*** EXERCISE TEXT Section Begins ***
Marius Hobbhahn

We will continue working on black-box monitors for scheming in complex agentic settings, building on the success of the previous stream.

See here for details.

Stream overview

The entire stream will be dedicated to building high-quality black-box scheming monitors. 

In a previous stream, we have had great initial success designing black box monitors for scheming and we've made substantial progress since then. 

We will continue to work on black box scheming monitors. Potential directions for this version of the stream could include: a) fine-tuning monitors, b) improving monitors through adversarial training, c) more "science of monitoring", d) harder and more complex datasets for scheming to improve monitor training/selection and testing.

Mentors

Marius Hobbhahn
Apollo Research
,
CEO
London
Control, Scheming & Deception, Dangerous Capability Evals, Monitoring

Marius Hobbhahn is the CEO of Apollo Research, where he also leads the evals team. Apollo is an evals research organization focused on scheming, evals and control. Prior to starting Apollo, he did a PhD in Bayesian ML and worked on AI forecasting at Epoch. 

I want you to grow as a researcher/engineer as fast as possible. Therefore, the goal is always for scholars to write a paper and submit it to a top ML conference before the end of the extension. We will also try to produce other outputs, such as intermediate blog posts. 

We have a large compute budget available for the stream, allowing us to run numerous experiments for fine-tuning or generating big data pipelines.

Mentorship style

We have two weekly 60-minute calls by default. Since everyone will work on the same project, these calls will be with all participants of the stream. I respond on slack on a daily basis for asynchronous messages. Scholars will have a lot of freedom for day-to-day decisions and direction setting. In the best case, you will understand the project better than me after a few weeks and have a clear vision for where it should be heading. I recommend scholars focus 100% of their work time on the project and not pursue anything on the side. I think this way people will learn the most in MATS. 

I want you to grow as a researcher/engineer as fast as possible. Therefore, the goal is always for scholars to write a paper and submit it to a top ML conference before the end of the extension. We will also try to produce other outputs, such as intermediate blog posts. 

We have a large compute budget available for the stream, allowing us to run numerous experiments for fine-tuning or generating big data pipelines.

Representative papers

Here is a doc with more details on the current plans for the black box monitoring stream.
*** EXERCISE TEXT Section Ends ***
*** DATASET EXTRACT Section Begins ***
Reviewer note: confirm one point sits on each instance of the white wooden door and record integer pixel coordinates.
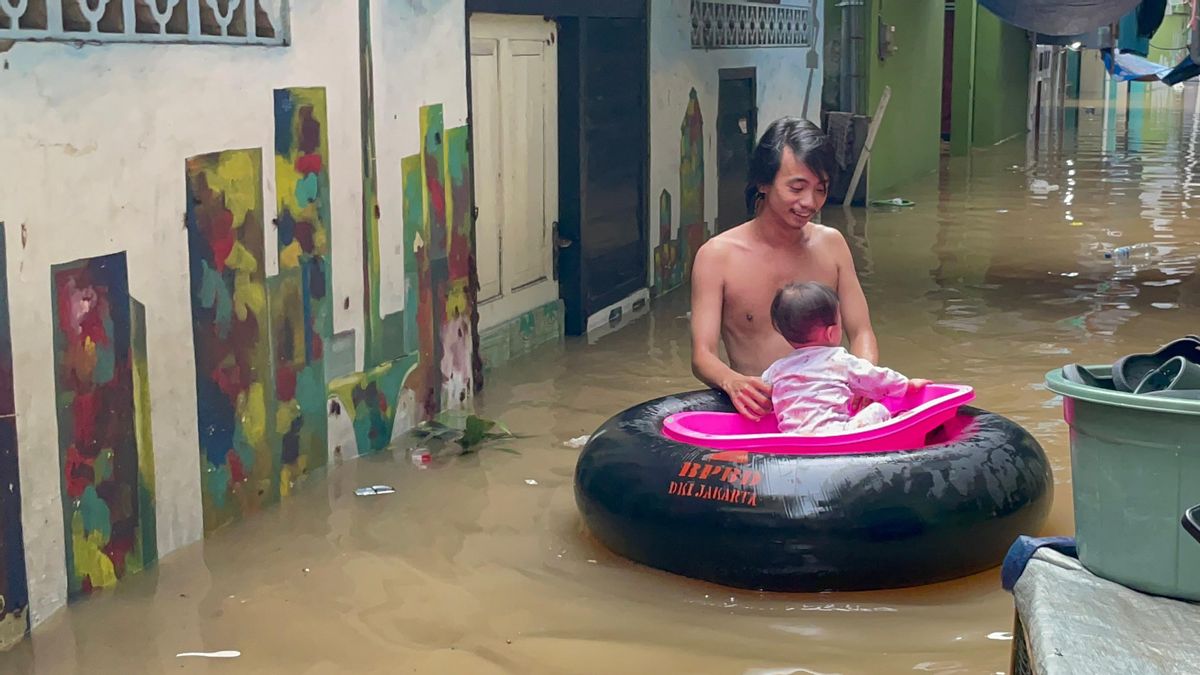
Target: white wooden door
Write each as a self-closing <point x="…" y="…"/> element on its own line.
<point x="514" y="118"/>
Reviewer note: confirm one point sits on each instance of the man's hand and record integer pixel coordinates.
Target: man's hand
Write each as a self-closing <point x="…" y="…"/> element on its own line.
<point x="749" y="394"/>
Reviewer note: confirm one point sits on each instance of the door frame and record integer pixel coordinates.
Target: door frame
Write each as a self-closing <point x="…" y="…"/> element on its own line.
<point x="556" y="10"/>
<point x="744" y="72"/>
<point x="544" y="288"/>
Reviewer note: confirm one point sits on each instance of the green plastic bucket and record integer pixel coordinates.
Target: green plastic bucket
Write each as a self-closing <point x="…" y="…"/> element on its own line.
<point x="1135" y="469"/>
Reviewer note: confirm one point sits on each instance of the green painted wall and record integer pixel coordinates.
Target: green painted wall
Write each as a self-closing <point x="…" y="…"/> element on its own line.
<point x="909" y="139"/>
<point x="1001" y="78"/>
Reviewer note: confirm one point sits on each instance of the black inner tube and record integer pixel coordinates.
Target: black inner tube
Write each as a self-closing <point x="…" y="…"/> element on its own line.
<point x="793" y="523"/>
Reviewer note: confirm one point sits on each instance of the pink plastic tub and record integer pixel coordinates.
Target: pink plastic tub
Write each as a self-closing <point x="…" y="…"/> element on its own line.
<point x="913" y="417"/>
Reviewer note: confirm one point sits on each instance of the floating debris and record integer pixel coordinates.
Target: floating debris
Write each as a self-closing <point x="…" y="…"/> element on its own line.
<point x="420" y="458"/>
<point x="892" y="202"/>
<point x="375" y="490"/>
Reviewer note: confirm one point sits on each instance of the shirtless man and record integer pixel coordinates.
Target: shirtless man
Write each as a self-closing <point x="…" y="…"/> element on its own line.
<point x="737" y="273"/>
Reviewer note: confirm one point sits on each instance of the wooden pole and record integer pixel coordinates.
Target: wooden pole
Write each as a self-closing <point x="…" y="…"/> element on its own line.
<point x="867" y="147"/>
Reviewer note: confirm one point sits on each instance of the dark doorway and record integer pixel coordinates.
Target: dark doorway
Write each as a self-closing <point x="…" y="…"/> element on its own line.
<point x="947" y="71"/>
<point x="604" y="150"/>
<point x="737" y="123"/>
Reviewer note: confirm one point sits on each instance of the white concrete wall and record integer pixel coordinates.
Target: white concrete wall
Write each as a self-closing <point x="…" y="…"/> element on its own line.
<point x="676" y="69"/>
<point x="93" y="142"/>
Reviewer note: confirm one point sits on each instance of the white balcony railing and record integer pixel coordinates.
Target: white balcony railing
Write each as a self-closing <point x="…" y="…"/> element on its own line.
<point x="730" y="24"/>
<point x="221" y="22"/>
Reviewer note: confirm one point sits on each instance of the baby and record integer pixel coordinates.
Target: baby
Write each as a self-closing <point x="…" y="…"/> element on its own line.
<point x="814" y="386"/>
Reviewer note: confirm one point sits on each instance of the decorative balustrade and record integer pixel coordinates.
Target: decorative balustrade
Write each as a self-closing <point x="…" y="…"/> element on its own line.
<point x="725" y="24"/>
<point x="221" y="22"/>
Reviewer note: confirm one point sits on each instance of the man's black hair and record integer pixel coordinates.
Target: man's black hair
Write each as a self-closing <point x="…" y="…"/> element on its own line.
<point x="810" y="145"/>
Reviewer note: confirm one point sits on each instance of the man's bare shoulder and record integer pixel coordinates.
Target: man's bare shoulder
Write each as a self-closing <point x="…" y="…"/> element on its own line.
<point x="732" y="240"/>
<point x="825" y="236"/>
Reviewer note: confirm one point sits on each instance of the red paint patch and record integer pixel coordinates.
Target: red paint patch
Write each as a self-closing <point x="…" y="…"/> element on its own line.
<point x="79" y="473"/>
<point x="285" y="382"/>
<point x="309" y="163"/>
<point x="237" y="471"/>
<point x="221" y="238"/>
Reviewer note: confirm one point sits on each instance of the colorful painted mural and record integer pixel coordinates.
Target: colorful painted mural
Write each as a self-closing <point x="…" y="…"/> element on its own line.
<point x="234" y="388"/>
<point x="105" y="494"/>
<point x="675" y="254"/>
<point x="13" y="584"/>
<point x="372" y="323"/>
<point x="437" y="370"/>
<point x="301" y="294"/>
<point x="691" y="163"/>
<point x="457" y="360"/>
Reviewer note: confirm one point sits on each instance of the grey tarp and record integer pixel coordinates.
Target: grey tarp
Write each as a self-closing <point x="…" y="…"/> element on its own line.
<point x="1075" y="622"/>
<point x="1060" y="17"/>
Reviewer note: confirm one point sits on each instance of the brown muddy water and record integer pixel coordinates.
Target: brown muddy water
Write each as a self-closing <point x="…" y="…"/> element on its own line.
<point x="478" y="565"/>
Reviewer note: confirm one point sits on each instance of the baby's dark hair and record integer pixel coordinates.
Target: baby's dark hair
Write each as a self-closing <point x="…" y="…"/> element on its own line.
<point x="798" y="309"/>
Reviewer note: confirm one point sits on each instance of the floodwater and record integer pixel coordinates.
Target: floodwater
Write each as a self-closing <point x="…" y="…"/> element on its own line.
<point x="479" y="565"/>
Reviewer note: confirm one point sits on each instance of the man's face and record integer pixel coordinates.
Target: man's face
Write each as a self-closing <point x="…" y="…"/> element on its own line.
<point x="797" y="193"/>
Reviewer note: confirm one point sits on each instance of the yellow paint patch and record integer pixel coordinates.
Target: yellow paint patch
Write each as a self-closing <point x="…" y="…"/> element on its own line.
<point x="237" y="179"/>
<point x="89" y="556"/>
<point x="252" y="406"/>
<point x="289" y="256"/>
<point x="247" y="297"/>
<point x="319" y="240"/>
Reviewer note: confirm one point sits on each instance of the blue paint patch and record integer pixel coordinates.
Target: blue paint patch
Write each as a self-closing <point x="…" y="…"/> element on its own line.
<point x="307" y="189"/>
<point x="283" y="106"/>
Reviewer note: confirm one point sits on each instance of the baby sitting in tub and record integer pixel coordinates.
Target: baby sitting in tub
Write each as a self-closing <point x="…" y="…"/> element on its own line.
<point x="813" y="387"/>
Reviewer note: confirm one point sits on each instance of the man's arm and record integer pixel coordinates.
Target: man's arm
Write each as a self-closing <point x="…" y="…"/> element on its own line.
<point x="750" y="395"/>
<point x="856" y="317"/>
<point x="707" y="300"/>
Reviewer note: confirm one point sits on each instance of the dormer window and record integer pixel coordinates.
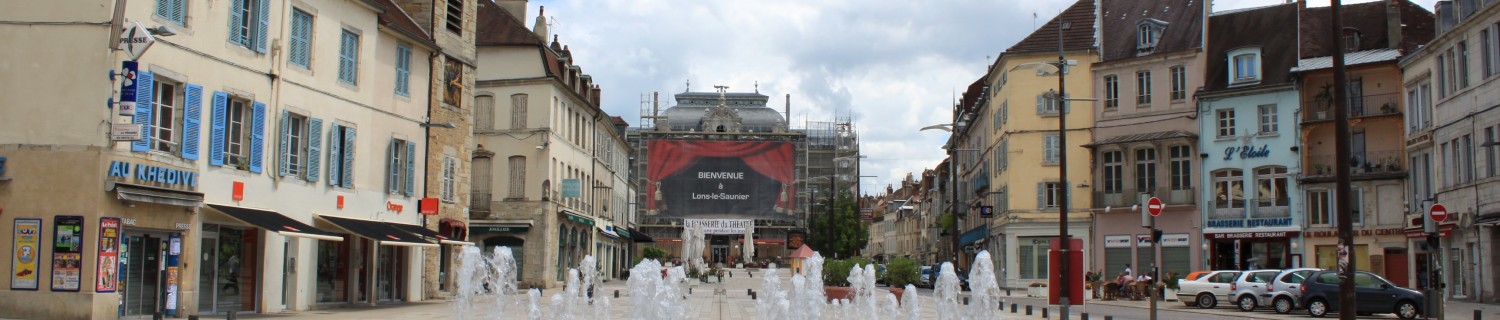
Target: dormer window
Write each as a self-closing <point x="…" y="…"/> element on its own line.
<point x="1148" y="32"/>
<point x="1244" y="66"/>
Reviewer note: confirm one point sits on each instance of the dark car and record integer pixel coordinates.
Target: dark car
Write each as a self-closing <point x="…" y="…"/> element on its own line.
<point x="1374" y="295"/>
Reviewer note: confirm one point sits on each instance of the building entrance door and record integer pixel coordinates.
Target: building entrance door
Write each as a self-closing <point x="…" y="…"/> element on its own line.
<point x="144" y="266"/>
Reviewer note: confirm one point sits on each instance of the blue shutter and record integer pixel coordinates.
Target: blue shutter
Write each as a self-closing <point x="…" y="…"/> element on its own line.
<point x="285" y="144"/>
<point x="144" y="86"/>
<point x="236" y="21"/>
<point x="221" y="110"/>
<point x="348" y="160"/>
<point x="263" y="14"/>
<point x="314" y="147"/>
<point x="411" y="176"/>
<point x="335" y="156"/>
<point x="258" y="137"/>
<point x="191" y="120"/>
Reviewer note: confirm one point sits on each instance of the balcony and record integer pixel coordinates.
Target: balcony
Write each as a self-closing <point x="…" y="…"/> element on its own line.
<point x="1370" y="105"/>
<point x="1128" y="197"/>
<point x="1385" y="164"/>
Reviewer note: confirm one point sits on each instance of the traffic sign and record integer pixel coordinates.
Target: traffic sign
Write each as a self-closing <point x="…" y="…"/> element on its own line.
<point x="1437" y="212"/>
<point x="1154" y="206"/>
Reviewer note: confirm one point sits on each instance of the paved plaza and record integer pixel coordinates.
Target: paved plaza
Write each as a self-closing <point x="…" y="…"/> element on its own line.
<point x="729" y="301"/>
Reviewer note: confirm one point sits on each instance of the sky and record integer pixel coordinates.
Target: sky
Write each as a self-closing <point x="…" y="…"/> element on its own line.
<point x="891" y="65"/>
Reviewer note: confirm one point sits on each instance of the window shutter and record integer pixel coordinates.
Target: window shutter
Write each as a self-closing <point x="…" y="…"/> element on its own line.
<point x="411" y="176"/>
<point x="347" y="170"/>
<point x="258" y="137"/>
<point x="314" y="147"/>
<point x="236" y="20"/>
<point x="263" y="15"/>
<point x="144" y="86"/>
<point x="335" y="156"/>
<point x="191" y="120"/>
<point x="285" y="144"/>
<point x="221" y="110"/>
<point x="1041" y="196"/>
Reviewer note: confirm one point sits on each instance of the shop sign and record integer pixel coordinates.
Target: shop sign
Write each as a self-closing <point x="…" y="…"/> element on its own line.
<point x="68" y="250"/>
<point x="1181" y="239"/>
<point x="26" y="247"/>
<point x="719" y="226"/>
<point x="1247" y="152"/>
<point x="500" y="229"/>
<point x="1272" y="235"/>
<point x="152" y="173"/>
<point x="1116" y="241"/>
<point x="107" y="281"/>
<point x="1250" y="223"/>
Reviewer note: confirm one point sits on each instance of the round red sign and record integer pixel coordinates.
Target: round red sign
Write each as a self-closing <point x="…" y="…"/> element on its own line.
<point x="1154" y="206"/>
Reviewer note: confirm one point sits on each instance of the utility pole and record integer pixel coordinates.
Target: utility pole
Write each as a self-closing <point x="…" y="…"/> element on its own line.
<point x="1341" y="150"/>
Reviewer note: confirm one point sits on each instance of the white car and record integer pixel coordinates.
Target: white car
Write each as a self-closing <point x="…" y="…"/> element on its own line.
<point x="1206" y="292"/>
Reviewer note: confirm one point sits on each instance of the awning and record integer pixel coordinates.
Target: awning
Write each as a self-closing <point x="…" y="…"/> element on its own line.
<point x="159" y="196"/>
<point x="276" y="223"/>
<point x="639" y="236"/>
<point x="428" y="233"/>
<point x="381" y="232"/>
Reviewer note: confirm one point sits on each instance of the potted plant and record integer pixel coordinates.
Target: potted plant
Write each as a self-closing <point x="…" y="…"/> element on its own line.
<point x="1037" y="289"/>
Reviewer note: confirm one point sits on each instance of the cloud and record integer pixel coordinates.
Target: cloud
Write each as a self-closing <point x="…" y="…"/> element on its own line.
*** DATASET EXTRACT Section Ends ***
▶ [ACTIVITIES]:
[A] Name every potential direction that the mentorship stream description gives for this version of the stream.
[B] Continue the mentorship stream description on black-box scheming monitors, starting immediately after its final sentence.

▶ [RESULTS IN ORDER]:
[A]
- Fine-tuning monitors
- Improving monitors through adversarial training
- More "science of monitoring"
- Harder and more complex datasets for scheming to improve monitor training/selection and testing

[B]
Scholars we are looking for

  1. You are interested in this project in particular, i.e. working on black-box monitors for scheming in agentic settings. I will only focus on this project and no other research.
  2. You enjoy tinkering with LLMs, e.g. prompting, building basic LM agents, and fine-tuning. 
  3. You are happy to build datasets and synthetic data generation pipelines. We found that a substantial amount of initial work is required for the data generation process. 
  4. You like quick empirical iteration and direct feedback loops. 
  5. I expect that you will spend 20% on conceptual work (e.g., think about which environments could work or what techniques to try) and 80% on hands-on empirical work (e.g., implementing and running experiments).
  6. I prefer that scholars focus 100% of their work time on the project and not pursue any side projects. In general, I’m happy to support highly ambitious scholars who want to make a lot of progress during MATS. In the past, people have described my stream as "intense, but in a good way". 

You will work with other scholars on the stream. The exact level of collaboration depends on your preferences and which exact subproject you're working on. You may also work with scholars from previous streams who are still working on the project. 

Project selection

You will work on subprojects of black box monitoring. See here for details.

Community at MATS

MATS Research phase provides scholars with a community of peers.

During the Research phase, scholars work out of a shared office, have shared housing, and are supported by a full-time Community Manager.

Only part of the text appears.